## COMPLETE THE FOLLOWING
1. In the piece on Christopher Middleton's meeting with a financial adviser, rewrite the paragraph beginning "Sure enough, by the time I was in my late twenties" more briefly, keeping its main facts.
2. According to the piece on Christopher Middleton's meeting with a financial adviser, how old is his mother and where does she live?
3. Extend the piece on Christopher Middleton's meeting with a financial adviser past its final paragraph, continuing in the same first-person voice.

## DOCUMENT EXTRACT

Name: Christopher Middleton, 61

Occupation: Freelance writer

Adviser: Jerry Rixon, Hurley Partners, Leatherhead

Christopher meets a financial adviser for the first time to discuss how best to leave money to his grown up children and continue to provide for his mother.

Once a lone wolf, Christopher Middleton's commitments and attitude to money have changed. Now the children are grown up, it could be time for another rethink – and so he consults an adviser.

Before the meeting

Today, I’m 61, self-employed for the past 30 years, and I now realise – unlike when I was 21 – that I am not immortal. I never used to think about saving money or whether I needed a financial adviser; I couldn't see the point of it – I just lived for the day.

As time wore on, though, and more and more of my friends got married and had children, I started to feel less like the independent lone wolf and more like an animal that needed the security of the pack.

Sure enough, by the time I was in my late twenties, I was married with three children and had started to think differently. Less about me, and more about them. I could have bought myself a season ticket to watch Chelsea, but I joined the pension scheme at my work, then I joined the life insurance scheme.

The fact is that, when you're young, you feel that saddling yourself with a savings or pension scheme is like putting yourself out to grass. It's only later you realise that it's one thing if you're single and die, quite another if you've got four people depending on you.

Also, there’s my 90-year-old mother, who is a widow and has chosen to live in a retirement complex nearby. 

Of course, the key thing is to use a financial adviser who listens to your ideas, rather than one who straps you tightly into a scheme from which you have no escape.

At 50, I had been referred by a friend to Jerry Rixon, a financial adviser who listens first, rather than gives commands. As a result of the advice he had given me, we acquired a number of savings plans that will prove a boon in the years ahead.

Now it’s time to go back to Jerry. I’m not considering ceasing to be a writer any time soon, but I know I need to understand how later life will be funded.

My savings are not vast, but I own a house. Will we have enough? What provision do I need to make?

After the meeting

Well, I'm not saying it was easy, but I feel much better now I have been through the financial car wash, at the hands of Jerry and his colleague Peter Collier.

How strange. You work all your life in the hope of blowing your money when you're older. But when you are actually older, you don't actually feel like it. The moment has gone.

## SUPPLIED INFORMATION
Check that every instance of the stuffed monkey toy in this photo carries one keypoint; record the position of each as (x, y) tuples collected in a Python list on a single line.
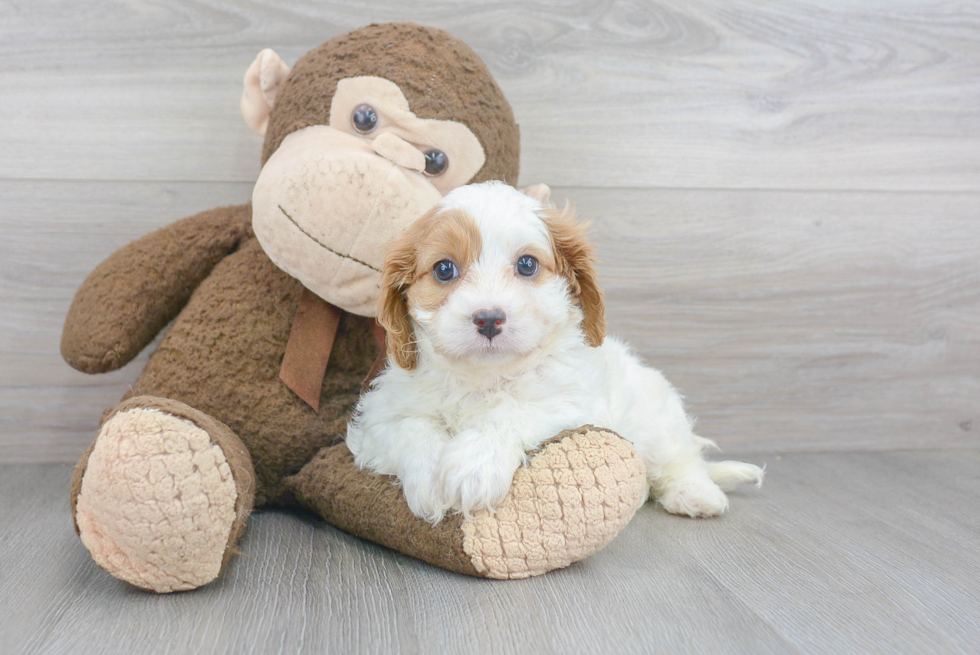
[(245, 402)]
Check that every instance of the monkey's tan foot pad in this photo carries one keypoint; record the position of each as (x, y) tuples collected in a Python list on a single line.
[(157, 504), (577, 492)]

## ANSWERS PER TASK
1. By my late twenties I was married with three children and thinking more about them than about myself. Instead of buying a Chelsea season ticket, I joined my workplace pension scheme and then its life insurance scheme.

2. She is 90 and lives in a retirement complex nearby.

3.
What's more, if you are married and have three children, like me, you realise that you have got to leave something behind for them – other than a lingering memory of your high blood pressure and expanding waist size.

Jerry told me the following, in plain and simple terms. The fact is, my wife and I were in the classic position of having two cars, one house (initial cost £250,000, current value £1.5 million), and a pension plus two or three savings pots. In short, we were asset rich but cash poor.

What a strange position to be in. Yes, we could crack our way into our savings schemes and head off for a holiday in the West Indies. Strangely, though, while my hands were itching to get hold of our hard-won gains, at the same time, the savings instinct was deeply rooted in us.

Yes, we could flounce off, but after lots of late-night discussions, we found, to our slight dismay, that we would rather leave the money where it was, and put it to better use in funding our children's lives.

And I have to tell you, I hadn't seen that coming. You spend all your adult lives talking about what you are going to do when the children have left home, yet when the time comes, after talking to Jerry, we concluded that we would prefer to have a short holiday in the Channel Isles and use the rest of the money to help our children.

Try telling that to my 21-year-old self! He wouldn't believe it. Nor would he have any time for our other 60-plus plans: life insurance policies, health insurance policies, pension plans, etc. These kinds of schemes cost money in the short term, which I had not anticipated, but the protection they provide is long-lasting.

So, when the time comes, just like when they were christened, we can sprinkle some money down on to our children's heads. All the things I used to view as stuff for scaredy-cats, but which I now see as a solid financial platform.

After all, who knows what will happen next? I’m now glad I got advice from Jerry, who knows the twists and turns that can lurk along life's road.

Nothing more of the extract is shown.